### Work to be completed:
Every line from the one with "Where can the man" to the end of the data needs to be copied exactly, and no line before it.

/---

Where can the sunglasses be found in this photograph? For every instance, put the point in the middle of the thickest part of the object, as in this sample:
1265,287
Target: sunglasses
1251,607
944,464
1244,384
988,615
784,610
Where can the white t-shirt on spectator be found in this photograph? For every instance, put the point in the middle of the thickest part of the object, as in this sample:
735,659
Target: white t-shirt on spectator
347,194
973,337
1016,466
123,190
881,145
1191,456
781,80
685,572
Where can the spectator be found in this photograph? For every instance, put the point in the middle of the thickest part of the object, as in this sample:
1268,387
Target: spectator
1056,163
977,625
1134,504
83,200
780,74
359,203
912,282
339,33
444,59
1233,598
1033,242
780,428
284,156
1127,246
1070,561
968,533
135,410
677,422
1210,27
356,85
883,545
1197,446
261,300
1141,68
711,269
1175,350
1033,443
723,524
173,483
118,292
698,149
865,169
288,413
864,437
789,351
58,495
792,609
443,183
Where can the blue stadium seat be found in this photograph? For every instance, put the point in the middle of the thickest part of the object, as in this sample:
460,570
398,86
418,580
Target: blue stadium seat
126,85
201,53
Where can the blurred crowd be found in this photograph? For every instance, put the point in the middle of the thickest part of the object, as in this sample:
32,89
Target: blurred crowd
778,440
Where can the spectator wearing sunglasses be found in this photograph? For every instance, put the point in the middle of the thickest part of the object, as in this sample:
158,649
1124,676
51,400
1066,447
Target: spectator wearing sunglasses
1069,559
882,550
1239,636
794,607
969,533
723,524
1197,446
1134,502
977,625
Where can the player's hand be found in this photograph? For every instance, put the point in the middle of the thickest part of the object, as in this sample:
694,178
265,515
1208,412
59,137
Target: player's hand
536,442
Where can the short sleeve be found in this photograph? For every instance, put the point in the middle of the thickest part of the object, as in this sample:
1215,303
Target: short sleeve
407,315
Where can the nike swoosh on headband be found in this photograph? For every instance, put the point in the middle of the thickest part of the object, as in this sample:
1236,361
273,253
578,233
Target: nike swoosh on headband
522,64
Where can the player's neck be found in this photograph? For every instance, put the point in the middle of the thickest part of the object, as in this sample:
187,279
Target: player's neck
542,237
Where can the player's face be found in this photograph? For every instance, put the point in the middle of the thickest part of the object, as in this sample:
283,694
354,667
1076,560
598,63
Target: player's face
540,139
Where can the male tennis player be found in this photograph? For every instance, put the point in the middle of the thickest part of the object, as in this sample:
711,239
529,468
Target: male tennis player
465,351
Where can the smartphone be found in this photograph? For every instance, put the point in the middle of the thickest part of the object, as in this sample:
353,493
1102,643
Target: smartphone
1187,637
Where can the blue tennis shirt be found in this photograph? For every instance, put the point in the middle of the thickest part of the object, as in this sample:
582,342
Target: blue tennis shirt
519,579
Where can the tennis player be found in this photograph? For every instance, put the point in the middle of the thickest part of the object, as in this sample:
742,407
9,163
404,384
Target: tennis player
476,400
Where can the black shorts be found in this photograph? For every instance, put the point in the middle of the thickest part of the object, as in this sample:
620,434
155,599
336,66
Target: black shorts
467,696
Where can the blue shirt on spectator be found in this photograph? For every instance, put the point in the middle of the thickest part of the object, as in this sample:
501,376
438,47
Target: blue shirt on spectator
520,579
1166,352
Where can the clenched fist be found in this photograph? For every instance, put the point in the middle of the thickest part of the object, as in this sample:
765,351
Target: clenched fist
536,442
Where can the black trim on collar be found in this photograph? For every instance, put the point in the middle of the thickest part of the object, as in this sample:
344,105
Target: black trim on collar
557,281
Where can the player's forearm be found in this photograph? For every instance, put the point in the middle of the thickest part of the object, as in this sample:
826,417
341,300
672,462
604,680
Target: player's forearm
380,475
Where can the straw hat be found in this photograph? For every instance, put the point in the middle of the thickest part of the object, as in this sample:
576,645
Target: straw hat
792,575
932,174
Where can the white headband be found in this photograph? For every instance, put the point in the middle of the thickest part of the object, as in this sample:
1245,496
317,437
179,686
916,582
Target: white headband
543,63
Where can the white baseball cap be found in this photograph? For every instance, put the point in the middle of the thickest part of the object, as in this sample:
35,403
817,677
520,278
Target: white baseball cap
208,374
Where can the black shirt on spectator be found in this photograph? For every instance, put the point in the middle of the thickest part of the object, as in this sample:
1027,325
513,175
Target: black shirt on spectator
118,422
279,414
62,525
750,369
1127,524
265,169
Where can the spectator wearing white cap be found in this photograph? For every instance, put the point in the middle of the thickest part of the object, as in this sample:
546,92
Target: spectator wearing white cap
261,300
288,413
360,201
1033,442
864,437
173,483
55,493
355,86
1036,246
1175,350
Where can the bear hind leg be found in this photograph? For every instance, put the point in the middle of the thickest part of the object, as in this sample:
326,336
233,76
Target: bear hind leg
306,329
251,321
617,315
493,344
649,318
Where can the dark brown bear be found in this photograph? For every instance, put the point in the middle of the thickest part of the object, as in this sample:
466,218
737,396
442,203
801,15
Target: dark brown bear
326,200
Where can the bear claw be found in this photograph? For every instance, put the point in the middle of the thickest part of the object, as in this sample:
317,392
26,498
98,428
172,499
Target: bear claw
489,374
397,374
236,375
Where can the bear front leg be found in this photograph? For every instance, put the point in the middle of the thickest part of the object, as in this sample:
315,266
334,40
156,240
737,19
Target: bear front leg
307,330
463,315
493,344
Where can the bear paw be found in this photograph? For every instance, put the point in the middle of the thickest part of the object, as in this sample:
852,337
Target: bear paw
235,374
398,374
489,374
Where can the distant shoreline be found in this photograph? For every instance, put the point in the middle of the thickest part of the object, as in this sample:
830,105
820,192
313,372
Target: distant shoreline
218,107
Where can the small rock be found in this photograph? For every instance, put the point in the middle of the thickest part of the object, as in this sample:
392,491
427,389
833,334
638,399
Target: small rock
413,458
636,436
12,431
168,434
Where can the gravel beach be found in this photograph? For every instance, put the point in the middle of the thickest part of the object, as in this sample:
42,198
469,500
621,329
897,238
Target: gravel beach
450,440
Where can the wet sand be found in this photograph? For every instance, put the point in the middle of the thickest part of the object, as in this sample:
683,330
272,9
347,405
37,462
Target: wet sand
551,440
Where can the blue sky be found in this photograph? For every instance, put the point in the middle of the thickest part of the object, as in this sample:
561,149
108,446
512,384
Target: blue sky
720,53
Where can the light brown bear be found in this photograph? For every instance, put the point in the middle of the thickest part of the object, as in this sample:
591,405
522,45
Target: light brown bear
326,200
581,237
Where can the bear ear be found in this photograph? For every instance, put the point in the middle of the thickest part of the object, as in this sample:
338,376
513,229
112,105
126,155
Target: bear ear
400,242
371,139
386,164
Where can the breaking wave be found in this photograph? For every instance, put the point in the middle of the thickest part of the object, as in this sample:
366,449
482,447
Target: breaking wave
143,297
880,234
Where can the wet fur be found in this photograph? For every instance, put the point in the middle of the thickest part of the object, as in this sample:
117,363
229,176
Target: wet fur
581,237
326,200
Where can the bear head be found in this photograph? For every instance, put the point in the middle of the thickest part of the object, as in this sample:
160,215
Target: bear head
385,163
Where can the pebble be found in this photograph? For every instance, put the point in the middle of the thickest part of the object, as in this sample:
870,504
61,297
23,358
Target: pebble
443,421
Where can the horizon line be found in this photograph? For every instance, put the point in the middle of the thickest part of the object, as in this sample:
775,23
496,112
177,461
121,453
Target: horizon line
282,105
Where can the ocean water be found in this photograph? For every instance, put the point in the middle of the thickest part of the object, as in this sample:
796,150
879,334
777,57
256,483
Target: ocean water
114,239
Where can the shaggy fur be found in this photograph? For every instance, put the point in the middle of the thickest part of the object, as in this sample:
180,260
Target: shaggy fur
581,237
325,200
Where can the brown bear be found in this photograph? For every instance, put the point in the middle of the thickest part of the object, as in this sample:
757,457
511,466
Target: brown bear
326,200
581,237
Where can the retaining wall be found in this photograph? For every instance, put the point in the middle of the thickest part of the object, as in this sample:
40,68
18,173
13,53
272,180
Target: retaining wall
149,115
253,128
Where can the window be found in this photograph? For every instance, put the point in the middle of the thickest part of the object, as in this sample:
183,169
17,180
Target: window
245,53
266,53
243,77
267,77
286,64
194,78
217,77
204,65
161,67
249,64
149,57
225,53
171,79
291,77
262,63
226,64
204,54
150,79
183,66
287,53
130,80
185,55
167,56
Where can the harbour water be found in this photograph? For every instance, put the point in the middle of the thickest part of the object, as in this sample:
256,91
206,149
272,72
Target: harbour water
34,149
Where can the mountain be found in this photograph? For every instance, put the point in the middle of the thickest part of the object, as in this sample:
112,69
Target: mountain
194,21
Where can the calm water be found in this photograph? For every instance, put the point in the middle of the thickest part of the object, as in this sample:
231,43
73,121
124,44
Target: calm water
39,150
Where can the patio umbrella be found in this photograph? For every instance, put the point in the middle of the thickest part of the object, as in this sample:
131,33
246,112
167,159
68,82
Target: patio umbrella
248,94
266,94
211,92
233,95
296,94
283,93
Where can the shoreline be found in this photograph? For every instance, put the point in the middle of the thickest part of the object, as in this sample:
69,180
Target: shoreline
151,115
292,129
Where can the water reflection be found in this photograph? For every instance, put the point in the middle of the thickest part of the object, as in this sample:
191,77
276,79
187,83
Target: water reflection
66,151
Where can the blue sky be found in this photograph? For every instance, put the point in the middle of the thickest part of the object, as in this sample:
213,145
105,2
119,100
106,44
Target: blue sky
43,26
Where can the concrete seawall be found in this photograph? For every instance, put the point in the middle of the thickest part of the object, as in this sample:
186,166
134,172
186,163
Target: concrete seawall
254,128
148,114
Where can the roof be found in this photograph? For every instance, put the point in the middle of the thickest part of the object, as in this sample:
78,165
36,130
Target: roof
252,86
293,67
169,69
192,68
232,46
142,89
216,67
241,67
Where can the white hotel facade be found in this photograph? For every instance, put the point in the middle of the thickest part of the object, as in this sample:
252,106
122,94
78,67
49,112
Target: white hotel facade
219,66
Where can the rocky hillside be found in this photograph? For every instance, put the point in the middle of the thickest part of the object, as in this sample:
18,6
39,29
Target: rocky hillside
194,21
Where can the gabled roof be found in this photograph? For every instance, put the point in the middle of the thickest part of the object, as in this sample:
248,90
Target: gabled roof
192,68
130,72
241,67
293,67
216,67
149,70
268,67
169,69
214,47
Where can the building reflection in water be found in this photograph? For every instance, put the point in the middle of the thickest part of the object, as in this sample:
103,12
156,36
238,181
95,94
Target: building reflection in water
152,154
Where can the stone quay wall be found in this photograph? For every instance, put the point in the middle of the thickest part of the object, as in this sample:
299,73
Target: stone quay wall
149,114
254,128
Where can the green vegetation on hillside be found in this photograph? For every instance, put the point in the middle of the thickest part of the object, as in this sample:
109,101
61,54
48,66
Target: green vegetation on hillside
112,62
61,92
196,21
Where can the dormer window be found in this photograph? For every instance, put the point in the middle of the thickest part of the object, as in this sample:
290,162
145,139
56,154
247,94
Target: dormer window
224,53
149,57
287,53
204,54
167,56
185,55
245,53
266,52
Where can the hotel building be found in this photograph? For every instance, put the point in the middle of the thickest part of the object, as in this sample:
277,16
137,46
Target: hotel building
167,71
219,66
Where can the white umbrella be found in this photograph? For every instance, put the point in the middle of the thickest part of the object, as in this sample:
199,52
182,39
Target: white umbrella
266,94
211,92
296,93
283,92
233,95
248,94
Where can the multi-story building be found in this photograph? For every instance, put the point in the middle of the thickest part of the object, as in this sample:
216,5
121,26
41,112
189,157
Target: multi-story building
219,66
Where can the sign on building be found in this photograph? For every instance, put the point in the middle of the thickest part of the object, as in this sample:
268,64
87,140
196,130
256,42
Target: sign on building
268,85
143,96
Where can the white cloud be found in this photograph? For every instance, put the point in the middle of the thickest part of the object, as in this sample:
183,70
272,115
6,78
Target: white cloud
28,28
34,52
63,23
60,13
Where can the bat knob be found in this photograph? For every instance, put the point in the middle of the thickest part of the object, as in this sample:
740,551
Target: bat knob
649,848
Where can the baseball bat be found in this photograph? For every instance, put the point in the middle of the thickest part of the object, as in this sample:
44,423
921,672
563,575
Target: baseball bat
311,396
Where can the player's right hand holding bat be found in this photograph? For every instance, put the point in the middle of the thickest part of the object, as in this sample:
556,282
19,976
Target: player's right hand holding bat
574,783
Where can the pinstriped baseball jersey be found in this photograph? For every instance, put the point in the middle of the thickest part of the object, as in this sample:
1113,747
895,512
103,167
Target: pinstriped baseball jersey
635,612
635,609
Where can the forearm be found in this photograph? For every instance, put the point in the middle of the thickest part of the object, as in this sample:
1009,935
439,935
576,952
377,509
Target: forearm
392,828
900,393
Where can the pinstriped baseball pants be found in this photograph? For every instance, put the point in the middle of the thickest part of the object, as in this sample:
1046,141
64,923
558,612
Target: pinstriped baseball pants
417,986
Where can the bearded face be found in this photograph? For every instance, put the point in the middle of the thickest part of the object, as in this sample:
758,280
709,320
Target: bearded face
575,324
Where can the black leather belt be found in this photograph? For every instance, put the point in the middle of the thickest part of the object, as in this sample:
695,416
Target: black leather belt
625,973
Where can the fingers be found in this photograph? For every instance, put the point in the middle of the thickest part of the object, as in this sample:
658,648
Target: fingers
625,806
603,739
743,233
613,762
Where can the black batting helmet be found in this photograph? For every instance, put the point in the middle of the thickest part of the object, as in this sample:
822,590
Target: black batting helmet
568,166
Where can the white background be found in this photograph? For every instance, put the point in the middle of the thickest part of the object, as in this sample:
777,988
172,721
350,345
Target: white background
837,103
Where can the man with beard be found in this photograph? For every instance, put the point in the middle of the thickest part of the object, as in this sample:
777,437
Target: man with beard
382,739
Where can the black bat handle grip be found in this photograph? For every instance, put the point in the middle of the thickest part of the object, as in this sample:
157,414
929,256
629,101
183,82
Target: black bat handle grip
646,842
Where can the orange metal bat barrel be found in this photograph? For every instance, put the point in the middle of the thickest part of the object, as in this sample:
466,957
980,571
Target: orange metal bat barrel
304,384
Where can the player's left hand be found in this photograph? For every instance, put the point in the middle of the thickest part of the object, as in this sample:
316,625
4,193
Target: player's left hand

\---

### The response:
Where can the man with beard be found in this photograph? For every instance, put the point in the middle of the thickest part of the object, as in this sample:
777,437
Target: man with beard
382,739
Where can the black bat handle grip be found in this photograph? For every instance, put the point in the middle of the thickest part of the object, as in this sample:
157,414
929,256
629,101
183,82
Target: black bat handle grip
646,842
Where can the orange metal bat barrel be found in this photograph? For every instance, put the point in the middle of the thickest part of the object, as in this sample:
466,957
980,571
Target: orange metal bat barrel
304,384
Where can the player's left hand be found in this photograph? For every instance, put the point in the middle of the thickest part of the object, as in this sample:
316,625
4,193
Target: player's left hand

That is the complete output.